(Dataset entries)
• • • • • • •

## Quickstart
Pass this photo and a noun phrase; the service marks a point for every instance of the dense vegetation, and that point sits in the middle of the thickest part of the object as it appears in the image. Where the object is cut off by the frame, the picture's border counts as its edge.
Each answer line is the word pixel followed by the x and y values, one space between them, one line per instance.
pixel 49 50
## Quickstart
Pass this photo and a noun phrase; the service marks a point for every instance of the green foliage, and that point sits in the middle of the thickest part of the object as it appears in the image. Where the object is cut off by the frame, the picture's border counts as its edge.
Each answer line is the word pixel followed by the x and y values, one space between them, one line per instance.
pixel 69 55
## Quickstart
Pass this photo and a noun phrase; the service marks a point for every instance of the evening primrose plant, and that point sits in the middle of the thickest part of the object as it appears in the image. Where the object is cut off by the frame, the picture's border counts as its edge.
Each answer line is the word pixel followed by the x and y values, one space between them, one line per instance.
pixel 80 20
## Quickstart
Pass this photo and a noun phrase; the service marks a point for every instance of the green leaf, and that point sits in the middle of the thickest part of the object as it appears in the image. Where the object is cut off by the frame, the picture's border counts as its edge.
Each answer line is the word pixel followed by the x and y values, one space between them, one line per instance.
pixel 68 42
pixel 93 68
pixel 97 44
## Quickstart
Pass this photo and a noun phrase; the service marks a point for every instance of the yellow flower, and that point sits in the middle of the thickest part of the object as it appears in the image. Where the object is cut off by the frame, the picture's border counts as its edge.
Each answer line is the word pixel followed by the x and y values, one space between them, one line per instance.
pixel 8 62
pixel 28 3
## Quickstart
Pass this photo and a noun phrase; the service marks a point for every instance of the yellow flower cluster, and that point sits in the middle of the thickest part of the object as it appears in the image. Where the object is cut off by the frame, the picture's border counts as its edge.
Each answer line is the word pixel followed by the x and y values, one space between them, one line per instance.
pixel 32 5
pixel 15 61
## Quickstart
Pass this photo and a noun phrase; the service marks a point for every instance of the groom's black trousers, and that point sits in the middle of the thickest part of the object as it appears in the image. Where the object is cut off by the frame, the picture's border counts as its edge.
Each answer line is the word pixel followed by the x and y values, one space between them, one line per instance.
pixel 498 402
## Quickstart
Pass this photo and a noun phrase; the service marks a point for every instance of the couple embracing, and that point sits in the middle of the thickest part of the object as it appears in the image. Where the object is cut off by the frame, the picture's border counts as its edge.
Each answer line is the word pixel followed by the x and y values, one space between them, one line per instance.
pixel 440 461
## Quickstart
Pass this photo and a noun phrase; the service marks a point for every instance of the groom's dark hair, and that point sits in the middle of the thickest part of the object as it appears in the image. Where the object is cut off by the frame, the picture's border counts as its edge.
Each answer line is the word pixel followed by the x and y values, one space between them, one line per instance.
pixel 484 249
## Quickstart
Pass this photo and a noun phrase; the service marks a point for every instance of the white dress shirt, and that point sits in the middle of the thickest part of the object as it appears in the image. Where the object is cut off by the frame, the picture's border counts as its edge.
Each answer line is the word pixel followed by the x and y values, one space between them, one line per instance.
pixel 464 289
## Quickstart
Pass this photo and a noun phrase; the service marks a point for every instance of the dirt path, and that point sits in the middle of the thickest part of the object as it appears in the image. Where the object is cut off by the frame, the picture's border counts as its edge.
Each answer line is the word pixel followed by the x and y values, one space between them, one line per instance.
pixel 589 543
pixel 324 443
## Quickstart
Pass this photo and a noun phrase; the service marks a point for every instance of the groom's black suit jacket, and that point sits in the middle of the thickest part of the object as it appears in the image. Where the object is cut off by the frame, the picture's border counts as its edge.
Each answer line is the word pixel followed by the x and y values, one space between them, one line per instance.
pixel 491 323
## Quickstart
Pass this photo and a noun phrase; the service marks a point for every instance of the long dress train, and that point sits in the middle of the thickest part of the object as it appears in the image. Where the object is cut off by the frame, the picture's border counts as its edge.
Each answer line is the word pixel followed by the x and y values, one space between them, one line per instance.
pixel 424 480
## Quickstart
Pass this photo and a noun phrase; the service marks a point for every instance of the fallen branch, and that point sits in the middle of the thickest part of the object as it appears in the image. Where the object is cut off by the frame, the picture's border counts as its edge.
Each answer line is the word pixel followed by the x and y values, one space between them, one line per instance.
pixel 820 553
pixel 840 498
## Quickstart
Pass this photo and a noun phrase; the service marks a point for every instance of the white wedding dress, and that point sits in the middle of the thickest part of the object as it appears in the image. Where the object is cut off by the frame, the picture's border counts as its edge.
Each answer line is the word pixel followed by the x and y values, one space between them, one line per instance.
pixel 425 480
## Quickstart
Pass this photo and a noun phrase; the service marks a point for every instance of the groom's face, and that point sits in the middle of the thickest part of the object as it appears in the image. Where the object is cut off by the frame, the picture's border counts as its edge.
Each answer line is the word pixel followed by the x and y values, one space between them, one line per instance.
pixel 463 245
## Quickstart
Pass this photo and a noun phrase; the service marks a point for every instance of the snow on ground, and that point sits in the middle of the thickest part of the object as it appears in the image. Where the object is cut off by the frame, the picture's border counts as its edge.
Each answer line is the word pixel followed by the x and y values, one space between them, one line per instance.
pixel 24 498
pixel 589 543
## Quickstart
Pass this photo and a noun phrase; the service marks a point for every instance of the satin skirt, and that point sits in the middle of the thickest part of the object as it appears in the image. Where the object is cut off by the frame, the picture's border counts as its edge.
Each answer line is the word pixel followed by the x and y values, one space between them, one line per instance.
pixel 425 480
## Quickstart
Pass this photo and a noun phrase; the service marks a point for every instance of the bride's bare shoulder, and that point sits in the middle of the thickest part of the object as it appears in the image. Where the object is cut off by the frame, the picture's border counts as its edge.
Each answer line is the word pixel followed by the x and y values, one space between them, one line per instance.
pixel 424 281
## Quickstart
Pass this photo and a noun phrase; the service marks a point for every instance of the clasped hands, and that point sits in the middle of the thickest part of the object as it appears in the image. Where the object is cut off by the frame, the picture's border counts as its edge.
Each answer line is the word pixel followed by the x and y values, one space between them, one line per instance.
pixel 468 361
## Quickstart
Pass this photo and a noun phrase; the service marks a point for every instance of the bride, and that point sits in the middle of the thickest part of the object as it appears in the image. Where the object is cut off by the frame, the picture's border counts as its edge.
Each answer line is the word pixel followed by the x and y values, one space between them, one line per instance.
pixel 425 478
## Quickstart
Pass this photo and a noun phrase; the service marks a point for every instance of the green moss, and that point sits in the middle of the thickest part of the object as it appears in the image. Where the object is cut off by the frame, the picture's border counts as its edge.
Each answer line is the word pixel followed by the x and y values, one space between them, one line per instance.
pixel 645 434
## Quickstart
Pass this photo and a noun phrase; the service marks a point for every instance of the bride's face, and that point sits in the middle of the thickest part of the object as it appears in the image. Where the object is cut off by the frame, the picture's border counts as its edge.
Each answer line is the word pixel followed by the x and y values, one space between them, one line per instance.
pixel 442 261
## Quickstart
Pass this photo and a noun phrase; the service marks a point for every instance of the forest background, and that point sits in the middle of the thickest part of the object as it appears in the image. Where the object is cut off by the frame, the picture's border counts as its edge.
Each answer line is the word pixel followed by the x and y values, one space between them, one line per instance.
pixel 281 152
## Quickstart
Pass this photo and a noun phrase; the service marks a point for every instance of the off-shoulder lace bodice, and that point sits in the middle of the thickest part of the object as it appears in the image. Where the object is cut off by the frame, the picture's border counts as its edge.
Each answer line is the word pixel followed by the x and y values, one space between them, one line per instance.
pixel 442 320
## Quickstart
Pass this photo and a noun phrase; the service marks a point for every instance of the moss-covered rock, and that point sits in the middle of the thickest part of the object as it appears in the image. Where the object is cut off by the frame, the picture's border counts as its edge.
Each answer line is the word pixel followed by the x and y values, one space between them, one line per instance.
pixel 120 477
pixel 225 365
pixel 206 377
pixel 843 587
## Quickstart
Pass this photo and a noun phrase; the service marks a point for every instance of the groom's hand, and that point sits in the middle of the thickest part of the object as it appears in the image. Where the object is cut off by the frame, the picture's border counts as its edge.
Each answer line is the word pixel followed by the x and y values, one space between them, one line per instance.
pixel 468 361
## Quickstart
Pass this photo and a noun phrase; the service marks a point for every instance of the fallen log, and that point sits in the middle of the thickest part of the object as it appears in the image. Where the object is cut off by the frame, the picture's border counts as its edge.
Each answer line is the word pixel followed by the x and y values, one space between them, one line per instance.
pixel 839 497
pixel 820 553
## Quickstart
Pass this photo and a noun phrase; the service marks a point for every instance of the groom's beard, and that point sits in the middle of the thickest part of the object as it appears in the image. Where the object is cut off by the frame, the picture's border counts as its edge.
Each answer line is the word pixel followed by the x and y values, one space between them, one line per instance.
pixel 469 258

• • • • • • •

* Short task *
Copy the entries above, starting from the very first line and ending with the line that holds "pixel 69 55", with both ends included. Reproduce each line character for character.

* Worked answer *
## Quickstart
Pass this photo and a noun phrase; the service marks a point for every instance of the dense vegetation, and that point sits in the middle of the thickest part of the object as it appears in the image. Where the object is cut off by the frame, the picture's border counts as its edge.
Each answer line is the word pixel followed by the x and y values, one space between them, one line per instance.
pixel 49 50
## Quickstart
Pass this photo and a noun phrase; the service marks a point for every instance of the green foliage, and that point sits in the middle of the thickest part of the object as it appears in the image. Where the object is cut off by the frame, the picture's border counts as its edge.
Each answer line is the word pixel followed by the x and y values, one space between them, one line per instance.
pixel 69 55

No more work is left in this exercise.